We are a team of researchers from the UK and Canada that are interested in understanding how attraction influences what we are looking for in a partner.

We believe that being asexual does not reduce our desire to engage in a romantic relationship with a significant other person. Similarly, we also believe that being aromantic does not exclude wanting to engage in a close bond with a significant other. Previous research into partner preferences has almost exclusively focussed on allosexual (specifically heterosexual) individuals. Furthermore, due to this strong focus on heterosexuality, the differential roles that sexual and romantic attraction might play have not yet been established.

 

Who can take part:

TLDR: anyone 18 years or older.

For the present study we are looking for participants from a wide range of the sexual and romantic attraction spectra: Whether you identify as asexual, greysexual, demisexual, allosexual (hetero-, homo-, bi-, pan-sexual), or are currently unsure about your sexual orientation, you are very welcome to take part. Similarly, we would also like to invite people whose romantic orientation falls anywhere within the spectrum from aromantic to alloromantic. We are also happy for you to share this study invitation with any friends or family members that you think might be interested. The only requirement is that you need to be 18 years or older.
* * * * * * *
Challenge A:
Could you turn everything in the listing, from the line containing "Could you please spot the tree in" down to the end of the listing, into a JSON list of strings with one string per line and blank lines left out?
Challenge B:
Can you continue the recruitment notice for the study on attraction and partner preferences, starting after its last sentence?
* * * * * * *
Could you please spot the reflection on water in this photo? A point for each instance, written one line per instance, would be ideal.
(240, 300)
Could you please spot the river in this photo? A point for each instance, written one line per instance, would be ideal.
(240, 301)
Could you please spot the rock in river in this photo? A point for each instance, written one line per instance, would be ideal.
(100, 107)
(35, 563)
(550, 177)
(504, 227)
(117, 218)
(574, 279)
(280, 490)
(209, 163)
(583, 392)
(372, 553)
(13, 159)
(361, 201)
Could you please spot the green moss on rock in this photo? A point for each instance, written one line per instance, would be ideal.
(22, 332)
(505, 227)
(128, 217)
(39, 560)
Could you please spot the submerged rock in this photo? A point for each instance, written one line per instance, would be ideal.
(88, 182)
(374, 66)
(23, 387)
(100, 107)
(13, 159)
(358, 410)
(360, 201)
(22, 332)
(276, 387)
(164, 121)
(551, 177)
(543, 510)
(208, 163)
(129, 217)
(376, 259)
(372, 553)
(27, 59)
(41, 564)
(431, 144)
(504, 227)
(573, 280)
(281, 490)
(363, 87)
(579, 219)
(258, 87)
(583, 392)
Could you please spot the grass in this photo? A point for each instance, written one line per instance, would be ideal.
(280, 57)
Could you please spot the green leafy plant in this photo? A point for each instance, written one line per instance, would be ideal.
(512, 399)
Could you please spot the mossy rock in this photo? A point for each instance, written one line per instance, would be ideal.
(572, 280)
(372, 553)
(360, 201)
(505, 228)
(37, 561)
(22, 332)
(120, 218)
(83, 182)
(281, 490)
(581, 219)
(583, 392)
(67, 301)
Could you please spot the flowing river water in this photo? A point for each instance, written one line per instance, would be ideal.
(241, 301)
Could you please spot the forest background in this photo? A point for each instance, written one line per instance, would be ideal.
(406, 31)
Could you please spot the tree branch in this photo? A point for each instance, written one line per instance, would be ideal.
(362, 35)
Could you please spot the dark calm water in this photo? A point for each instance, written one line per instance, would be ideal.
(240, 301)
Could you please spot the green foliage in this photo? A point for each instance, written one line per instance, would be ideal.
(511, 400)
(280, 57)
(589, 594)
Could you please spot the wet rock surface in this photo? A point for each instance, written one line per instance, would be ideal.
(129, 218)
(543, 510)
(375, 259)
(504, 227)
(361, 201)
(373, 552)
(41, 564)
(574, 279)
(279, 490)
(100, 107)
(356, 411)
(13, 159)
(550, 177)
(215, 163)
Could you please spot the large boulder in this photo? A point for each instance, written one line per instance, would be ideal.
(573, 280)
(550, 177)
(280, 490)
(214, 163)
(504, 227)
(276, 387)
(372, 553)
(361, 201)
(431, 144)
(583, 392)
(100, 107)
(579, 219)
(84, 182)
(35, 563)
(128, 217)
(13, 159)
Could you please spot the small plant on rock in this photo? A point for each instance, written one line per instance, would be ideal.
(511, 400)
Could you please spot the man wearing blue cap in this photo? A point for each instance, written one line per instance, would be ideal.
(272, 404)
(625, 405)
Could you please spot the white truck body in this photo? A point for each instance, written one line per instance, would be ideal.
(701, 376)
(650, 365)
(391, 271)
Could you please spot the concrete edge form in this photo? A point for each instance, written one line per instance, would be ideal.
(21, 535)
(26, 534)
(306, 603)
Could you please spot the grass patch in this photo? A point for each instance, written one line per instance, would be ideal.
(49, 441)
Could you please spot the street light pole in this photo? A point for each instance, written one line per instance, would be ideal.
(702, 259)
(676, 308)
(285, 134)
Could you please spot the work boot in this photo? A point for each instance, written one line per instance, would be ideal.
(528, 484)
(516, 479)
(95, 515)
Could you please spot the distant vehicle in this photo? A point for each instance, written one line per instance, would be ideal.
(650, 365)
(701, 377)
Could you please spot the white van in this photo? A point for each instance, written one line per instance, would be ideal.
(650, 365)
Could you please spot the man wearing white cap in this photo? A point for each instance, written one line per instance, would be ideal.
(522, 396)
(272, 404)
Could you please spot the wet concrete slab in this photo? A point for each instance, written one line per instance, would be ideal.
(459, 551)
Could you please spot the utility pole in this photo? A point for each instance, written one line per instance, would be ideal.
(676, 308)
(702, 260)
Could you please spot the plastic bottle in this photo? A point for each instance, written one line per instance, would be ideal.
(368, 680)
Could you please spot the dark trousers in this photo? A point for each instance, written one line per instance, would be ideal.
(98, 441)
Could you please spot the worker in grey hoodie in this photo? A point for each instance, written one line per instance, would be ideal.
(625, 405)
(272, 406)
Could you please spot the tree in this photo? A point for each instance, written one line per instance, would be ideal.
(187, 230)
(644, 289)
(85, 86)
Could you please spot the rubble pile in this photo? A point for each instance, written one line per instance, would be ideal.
* * * * * * *
Expected output A:
[
  "Could you please spot the tree in this photo? A point for each instance, written one line per instance, would be ideal.",
  "(187, 230)",
  "(644, 289)",
  "(85, 86)",
  "Could you please spot the rubble pile in this photo? A point for each instance, written one line per instance, would be ideal."
]

Expected output B:
We would love to get input from both cis- or trans-gendered individuals, however, please note that a robust analysis is only possible when we get a sufficient amount of responses from each group. That means, only if we get responses from many trans-gendered individuals can we analyse this group’s data as well.

 

What the study involves:

The study is entirely online-based and anonymous. We will not ask you to provide any details that would lead to your personal identification. It consists of 3 sections/pages:

  1. You will get some basic information about participation in this online study and complete a consent form.
  2. This part asks you about some basic demographic information, assesses you sexual and romantic orientation profile, and what you consider important in a (potential) partner.
  3. You will be shown different faces and asked to rate how attractive you find them.

 

Study link:

http://www.alittlelab.com/expts/2020/mat/start.html  

 

Thanks for reading this far and we are looking forward to your participation.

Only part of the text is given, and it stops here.